■ **Entries supplied**:
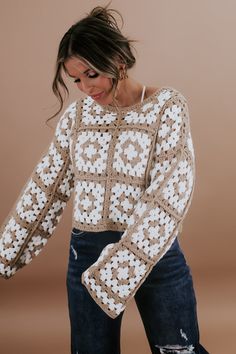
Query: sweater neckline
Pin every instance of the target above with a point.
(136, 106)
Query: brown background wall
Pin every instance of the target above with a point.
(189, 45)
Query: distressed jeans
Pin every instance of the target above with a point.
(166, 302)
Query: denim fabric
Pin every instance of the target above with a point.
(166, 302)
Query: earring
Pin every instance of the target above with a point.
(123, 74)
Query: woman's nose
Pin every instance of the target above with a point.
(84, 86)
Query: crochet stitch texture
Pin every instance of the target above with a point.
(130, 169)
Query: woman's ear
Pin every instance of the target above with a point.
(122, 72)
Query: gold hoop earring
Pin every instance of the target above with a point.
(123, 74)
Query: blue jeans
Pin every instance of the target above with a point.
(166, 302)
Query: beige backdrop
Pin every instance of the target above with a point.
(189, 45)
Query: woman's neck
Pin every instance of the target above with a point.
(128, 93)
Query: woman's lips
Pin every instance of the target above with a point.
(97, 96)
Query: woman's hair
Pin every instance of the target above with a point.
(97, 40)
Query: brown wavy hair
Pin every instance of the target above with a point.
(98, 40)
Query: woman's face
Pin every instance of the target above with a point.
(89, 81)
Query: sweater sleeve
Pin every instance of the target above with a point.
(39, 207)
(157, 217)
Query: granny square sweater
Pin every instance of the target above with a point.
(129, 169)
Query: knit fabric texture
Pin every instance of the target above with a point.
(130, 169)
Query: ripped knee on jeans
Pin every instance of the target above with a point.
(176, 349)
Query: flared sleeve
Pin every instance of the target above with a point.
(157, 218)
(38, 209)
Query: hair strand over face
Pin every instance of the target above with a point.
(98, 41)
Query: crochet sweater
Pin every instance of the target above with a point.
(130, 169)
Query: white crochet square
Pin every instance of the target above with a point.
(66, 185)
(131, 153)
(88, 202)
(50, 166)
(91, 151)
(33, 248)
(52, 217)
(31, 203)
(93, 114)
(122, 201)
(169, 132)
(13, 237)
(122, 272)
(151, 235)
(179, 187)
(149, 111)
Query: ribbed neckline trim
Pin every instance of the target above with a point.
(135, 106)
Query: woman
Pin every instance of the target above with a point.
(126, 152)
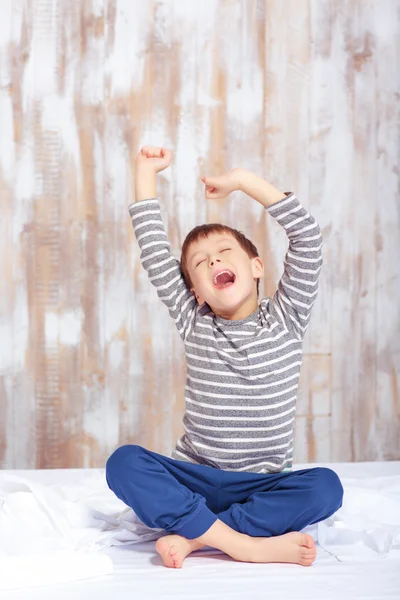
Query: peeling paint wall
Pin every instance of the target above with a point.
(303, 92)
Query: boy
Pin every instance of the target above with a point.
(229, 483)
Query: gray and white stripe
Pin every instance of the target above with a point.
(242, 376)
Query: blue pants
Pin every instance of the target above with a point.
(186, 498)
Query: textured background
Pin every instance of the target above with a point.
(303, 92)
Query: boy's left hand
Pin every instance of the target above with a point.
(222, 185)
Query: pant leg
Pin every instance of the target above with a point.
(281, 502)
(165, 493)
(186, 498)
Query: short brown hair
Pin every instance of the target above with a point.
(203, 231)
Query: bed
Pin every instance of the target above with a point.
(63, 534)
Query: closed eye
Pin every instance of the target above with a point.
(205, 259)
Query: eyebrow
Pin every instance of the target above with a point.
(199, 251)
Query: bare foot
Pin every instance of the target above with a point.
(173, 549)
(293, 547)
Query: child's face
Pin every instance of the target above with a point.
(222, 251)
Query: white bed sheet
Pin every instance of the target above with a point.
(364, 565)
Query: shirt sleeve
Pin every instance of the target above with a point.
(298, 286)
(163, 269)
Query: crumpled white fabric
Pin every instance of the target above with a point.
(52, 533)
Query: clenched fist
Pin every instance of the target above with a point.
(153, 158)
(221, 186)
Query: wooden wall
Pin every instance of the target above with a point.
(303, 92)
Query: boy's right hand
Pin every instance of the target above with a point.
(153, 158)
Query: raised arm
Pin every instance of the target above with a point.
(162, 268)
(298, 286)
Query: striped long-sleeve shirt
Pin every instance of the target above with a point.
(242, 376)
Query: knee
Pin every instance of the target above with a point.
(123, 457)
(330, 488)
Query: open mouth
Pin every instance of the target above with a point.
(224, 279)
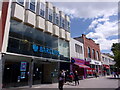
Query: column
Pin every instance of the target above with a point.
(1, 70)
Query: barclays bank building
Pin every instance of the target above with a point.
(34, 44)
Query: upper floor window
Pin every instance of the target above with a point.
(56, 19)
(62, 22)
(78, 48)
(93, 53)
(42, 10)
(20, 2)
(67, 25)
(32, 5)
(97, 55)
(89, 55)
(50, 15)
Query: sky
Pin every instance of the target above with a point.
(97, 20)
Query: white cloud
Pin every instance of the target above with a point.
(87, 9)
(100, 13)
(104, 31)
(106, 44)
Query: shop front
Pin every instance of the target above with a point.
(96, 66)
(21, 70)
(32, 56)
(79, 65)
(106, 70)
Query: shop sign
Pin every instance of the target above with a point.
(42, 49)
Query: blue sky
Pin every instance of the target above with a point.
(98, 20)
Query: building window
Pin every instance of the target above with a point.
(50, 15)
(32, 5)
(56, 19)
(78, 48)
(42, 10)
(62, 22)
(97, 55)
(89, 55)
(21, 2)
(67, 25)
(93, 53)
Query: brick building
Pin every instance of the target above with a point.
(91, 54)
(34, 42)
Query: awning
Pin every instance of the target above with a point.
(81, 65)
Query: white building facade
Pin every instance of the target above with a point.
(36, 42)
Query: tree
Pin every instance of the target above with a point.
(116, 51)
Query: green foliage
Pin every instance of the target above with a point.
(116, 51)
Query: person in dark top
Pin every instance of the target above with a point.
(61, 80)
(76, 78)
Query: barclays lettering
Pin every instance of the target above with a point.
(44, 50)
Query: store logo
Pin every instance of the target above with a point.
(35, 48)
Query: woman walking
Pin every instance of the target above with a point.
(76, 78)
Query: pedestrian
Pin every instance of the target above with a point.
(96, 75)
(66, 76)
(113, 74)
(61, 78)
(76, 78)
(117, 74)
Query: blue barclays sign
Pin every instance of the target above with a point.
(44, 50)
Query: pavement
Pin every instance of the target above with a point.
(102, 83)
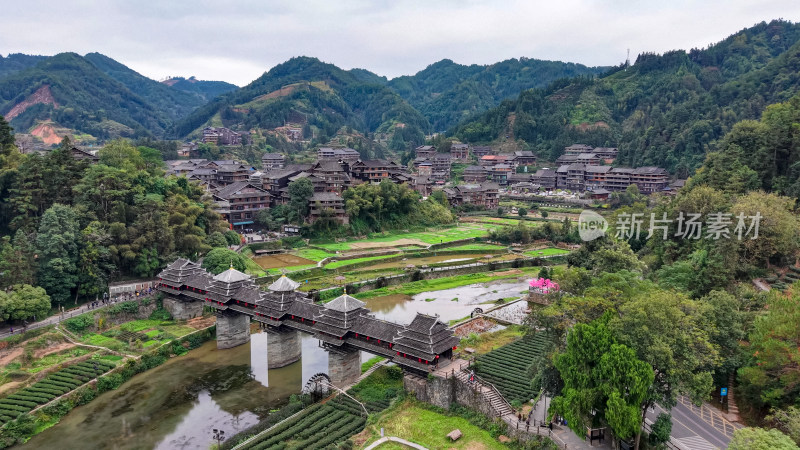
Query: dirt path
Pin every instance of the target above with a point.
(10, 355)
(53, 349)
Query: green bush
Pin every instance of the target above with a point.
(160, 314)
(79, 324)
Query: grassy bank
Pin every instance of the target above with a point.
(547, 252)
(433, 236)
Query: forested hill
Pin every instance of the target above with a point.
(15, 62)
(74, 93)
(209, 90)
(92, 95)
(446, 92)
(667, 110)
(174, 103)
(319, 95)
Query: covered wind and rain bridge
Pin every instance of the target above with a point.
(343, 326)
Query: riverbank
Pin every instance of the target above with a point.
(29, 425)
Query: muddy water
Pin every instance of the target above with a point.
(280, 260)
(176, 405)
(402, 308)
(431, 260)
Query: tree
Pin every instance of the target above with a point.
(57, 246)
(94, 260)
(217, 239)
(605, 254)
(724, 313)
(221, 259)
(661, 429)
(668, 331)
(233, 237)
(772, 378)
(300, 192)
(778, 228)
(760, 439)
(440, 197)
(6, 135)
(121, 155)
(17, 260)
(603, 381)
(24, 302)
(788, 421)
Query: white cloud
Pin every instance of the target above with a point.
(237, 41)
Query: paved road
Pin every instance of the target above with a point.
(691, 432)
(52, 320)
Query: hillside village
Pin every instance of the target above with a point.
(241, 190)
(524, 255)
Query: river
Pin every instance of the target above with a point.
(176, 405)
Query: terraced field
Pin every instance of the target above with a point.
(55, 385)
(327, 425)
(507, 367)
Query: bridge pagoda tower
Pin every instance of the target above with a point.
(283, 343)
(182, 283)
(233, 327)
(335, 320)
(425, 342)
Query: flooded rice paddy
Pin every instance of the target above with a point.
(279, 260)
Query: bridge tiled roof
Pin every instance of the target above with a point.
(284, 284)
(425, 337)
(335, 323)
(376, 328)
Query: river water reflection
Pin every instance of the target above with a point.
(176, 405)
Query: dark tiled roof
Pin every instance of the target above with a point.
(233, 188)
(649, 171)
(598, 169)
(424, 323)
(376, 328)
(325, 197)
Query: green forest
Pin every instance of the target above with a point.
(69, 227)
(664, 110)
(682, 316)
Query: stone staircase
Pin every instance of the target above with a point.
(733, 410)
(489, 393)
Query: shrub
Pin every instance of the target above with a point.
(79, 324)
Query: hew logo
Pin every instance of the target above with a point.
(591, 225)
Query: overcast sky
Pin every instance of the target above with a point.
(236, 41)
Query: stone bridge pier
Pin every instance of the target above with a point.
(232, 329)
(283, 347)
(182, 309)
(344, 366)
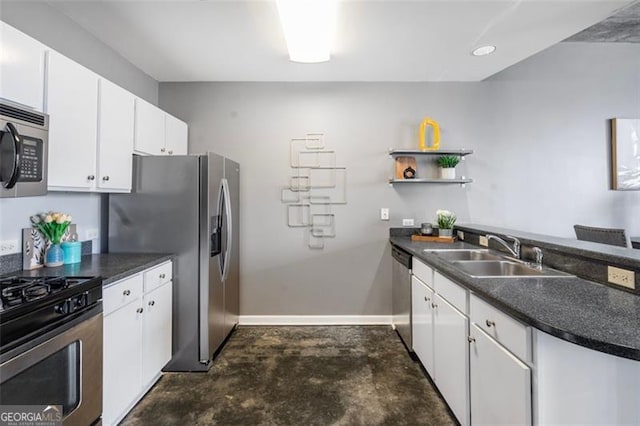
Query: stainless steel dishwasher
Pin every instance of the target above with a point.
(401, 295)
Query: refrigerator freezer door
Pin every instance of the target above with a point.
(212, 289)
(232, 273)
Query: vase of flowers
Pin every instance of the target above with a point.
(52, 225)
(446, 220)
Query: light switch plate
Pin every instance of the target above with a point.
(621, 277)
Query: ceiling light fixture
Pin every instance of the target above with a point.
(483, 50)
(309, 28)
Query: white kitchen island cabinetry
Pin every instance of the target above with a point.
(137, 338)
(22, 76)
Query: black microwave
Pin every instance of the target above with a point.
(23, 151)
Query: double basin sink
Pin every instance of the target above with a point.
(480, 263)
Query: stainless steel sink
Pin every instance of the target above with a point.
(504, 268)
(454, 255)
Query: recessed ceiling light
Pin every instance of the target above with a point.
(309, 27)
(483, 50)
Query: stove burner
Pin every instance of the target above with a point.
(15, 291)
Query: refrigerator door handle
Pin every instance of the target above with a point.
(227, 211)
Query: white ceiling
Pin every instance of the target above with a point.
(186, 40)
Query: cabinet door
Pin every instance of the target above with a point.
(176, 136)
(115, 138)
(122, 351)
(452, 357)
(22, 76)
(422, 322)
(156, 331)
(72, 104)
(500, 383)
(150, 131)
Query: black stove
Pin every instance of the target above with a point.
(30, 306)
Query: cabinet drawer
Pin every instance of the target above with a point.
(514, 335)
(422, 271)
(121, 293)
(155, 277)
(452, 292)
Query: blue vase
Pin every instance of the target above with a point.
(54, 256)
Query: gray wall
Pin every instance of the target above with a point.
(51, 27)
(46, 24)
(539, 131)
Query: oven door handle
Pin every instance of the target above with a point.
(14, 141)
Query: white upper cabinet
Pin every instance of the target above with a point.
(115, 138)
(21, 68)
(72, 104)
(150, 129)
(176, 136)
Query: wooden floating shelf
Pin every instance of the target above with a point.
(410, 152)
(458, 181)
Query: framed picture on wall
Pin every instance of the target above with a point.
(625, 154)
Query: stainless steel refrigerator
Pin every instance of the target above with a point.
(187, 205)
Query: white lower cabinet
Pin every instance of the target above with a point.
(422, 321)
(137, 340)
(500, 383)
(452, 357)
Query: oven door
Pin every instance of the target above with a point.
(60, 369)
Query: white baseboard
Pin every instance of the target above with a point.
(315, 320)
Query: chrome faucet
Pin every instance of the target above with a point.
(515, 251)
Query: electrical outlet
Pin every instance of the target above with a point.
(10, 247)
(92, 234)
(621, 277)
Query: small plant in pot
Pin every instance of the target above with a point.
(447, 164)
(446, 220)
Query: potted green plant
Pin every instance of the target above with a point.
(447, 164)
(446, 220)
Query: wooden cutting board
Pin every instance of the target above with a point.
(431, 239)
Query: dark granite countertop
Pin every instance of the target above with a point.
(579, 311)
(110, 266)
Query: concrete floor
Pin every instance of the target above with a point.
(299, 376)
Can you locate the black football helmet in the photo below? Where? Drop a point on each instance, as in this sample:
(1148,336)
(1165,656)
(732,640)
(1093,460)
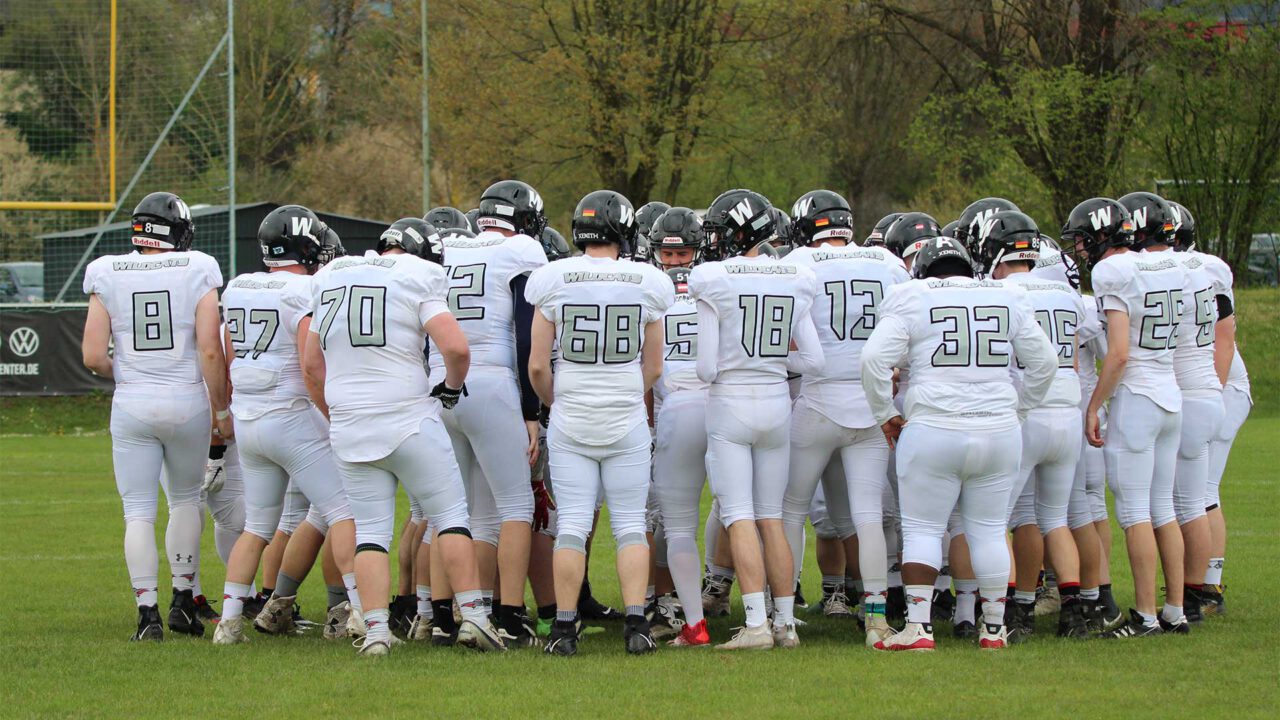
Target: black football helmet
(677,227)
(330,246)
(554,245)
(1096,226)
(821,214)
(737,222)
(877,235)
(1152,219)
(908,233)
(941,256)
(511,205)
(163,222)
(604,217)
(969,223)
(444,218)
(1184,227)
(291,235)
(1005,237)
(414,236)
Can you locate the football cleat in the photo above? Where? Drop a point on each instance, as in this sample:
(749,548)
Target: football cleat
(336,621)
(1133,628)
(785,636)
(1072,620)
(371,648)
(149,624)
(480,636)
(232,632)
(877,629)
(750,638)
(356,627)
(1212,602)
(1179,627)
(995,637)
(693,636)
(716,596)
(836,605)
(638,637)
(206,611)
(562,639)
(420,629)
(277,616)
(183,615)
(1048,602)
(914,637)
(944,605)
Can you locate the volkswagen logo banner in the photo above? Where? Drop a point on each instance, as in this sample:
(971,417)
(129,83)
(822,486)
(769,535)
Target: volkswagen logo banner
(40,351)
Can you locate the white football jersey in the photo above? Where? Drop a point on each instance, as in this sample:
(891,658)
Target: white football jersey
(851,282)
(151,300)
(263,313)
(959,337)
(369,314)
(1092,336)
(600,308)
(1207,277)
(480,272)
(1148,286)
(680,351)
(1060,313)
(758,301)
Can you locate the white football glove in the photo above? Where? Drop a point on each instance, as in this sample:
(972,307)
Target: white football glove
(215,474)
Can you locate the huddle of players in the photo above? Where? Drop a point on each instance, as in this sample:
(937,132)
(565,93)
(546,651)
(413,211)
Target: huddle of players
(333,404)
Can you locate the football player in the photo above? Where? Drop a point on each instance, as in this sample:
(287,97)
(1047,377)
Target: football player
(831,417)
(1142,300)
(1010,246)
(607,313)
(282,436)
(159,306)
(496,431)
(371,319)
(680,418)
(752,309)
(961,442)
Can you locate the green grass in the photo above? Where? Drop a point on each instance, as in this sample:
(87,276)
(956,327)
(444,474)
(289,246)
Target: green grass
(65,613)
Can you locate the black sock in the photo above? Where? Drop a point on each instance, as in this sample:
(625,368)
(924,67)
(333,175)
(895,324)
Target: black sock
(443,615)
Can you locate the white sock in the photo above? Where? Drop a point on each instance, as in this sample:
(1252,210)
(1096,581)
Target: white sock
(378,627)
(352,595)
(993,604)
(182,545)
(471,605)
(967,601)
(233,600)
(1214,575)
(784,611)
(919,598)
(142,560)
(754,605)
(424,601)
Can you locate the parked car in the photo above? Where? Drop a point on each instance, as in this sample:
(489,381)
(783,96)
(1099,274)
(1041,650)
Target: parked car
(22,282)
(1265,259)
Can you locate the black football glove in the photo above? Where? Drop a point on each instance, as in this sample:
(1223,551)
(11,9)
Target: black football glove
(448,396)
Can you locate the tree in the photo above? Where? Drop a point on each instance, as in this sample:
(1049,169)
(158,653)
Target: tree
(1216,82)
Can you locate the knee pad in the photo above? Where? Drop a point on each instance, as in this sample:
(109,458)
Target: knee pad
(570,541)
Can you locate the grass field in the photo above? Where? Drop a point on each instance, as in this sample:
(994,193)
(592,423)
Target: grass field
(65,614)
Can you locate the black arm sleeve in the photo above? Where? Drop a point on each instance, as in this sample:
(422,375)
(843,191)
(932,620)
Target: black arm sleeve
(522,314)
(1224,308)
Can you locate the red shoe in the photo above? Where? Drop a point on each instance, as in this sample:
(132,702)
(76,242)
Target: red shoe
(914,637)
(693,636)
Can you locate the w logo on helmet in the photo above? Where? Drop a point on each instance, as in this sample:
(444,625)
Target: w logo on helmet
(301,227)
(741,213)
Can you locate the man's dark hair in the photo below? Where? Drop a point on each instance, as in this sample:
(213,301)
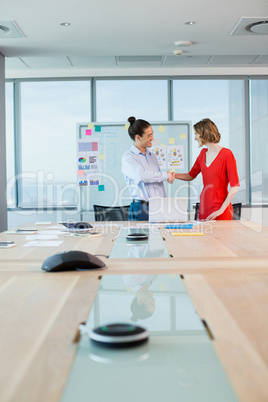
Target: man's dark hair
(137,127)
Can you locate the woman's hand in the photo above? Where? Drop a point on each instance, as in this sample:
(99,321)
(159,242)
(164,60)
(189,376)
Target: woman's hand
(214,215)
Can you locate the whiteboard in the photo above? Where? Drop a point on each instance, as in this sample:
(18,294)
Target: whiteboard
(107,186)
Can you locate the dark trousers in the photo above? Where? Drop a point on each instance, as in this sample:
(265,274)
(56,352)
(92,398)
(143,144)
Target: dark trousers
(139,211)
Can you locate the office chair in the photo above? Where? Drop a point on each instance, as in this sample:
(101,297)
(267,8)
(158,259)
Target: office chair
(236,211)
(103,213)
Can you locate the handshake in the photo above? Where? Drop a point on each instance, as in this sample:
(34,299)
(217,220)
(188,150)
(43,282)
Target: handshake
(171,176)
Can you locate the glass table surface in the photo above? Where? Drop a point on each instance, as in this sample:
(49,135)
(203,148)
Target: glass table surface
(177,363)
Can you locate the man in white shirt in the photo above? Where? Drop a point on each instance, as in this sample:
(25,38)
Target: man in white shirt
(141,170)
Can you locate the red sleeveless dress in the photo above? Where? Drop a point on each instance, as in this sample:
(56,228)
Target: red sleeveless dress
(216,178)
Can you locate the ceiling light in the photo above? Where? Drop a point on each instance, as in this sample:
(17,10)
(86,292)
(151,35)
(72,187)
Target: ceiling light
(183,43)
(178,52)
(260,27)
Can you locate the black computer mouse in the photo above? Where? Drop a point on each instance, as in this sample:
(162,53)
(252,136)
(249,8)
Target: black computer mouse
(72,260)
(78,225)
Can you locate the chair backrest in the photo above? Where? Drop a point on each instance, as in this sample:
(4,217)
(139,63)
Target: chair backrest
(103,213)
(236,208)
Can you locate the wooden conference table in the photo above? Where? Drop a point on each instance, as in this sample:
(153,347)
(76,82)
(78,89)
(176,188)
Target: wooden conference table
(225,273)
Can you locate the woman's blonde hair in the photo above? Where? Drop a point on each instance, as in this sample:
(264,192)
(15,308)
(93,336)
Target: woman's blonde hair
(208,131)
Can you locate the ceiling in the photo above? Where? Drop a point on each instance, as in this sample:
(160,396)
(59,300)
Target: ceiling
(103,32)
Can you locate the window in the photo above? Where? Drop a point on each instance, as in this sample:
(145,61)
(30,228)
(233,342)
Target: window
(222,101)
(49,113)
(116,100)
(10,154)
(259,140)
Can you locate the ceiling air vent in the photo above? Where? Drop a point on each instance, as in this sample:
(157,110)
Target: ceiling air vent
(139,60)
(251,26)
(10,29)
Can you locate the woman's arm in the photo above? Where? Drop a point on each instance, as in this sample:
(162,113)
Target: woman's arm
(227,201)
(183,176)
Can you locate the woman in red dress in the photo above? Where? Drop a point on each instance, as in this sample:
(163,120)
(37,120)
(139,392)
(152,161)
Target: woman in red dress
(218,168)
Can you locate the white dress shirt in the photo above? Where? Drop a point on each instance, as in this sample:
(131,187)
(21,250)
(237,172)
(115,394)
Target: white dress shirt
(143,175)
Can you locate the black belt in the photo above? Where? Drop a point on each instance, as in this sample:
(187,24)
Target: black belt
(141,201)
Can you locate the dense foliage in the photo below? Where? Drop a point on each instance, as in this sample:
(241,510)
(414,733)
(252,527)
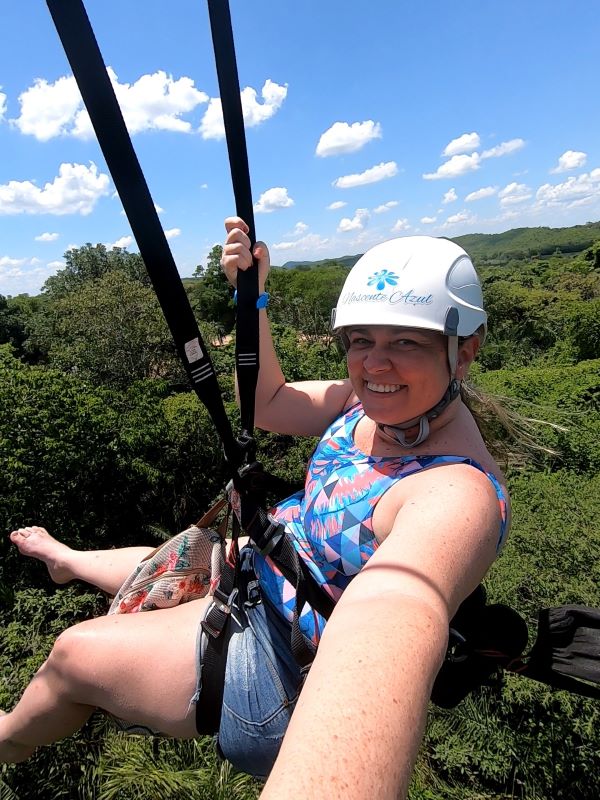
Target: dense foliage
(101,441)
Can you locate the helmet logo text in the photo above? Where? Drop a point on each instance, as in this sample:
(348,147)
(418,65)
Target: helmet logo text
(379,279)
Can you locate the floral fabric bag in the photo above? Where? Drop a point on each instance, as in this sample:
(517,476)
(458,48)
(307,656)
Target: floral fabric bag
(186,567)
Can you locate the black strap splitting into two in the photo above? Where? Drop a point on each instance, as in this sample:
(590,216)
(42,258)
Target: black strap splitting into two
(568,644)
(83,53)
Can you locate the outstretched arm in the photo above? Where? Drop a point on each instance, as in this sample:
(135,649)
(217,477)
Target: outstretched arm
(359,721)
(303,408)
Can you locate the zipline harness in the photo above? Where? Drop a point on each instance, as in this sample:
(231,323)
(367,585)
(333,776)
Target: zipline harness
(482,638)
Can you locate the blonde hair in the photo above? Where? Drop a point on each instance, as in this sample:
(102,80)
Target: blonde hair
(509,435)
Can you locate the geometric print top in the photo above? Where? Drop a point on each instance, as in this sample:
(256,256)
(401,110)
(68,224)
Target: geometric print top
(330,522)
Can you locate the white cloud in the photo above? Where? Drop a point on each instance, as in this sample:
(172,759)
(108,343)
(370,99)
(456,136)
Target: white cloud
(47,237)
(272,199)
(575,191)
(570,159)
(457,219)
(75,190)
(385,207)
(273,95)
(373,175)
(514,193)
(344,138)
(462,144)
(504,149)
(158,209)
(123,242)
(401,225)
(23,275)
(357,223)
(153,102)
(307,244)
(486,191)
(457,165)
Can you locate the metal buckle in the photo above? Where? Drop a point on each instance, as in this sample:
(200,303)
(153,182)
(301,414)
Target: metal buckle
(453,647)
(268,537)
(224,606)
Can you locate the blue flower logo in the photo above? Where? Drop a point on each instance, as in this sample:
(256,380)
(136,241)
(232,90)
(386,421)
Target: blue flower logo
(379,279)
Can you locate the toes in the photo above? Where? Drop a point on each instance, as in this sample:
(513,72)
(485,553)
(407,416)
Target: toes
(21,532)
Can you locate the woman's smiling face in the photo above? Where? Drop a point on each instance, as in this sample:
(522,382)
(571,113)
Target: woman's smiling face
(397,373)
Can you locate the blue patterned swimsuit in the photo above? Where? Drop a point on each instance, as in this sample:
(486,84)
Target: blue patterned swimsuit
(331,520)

■ **What you will do**:
Among the lines of the listing above, which ones contain the word "brown"? Show them.

■ **Output below**:
Query: brown background wall
Query: brown wavy hair
Query: short brown hair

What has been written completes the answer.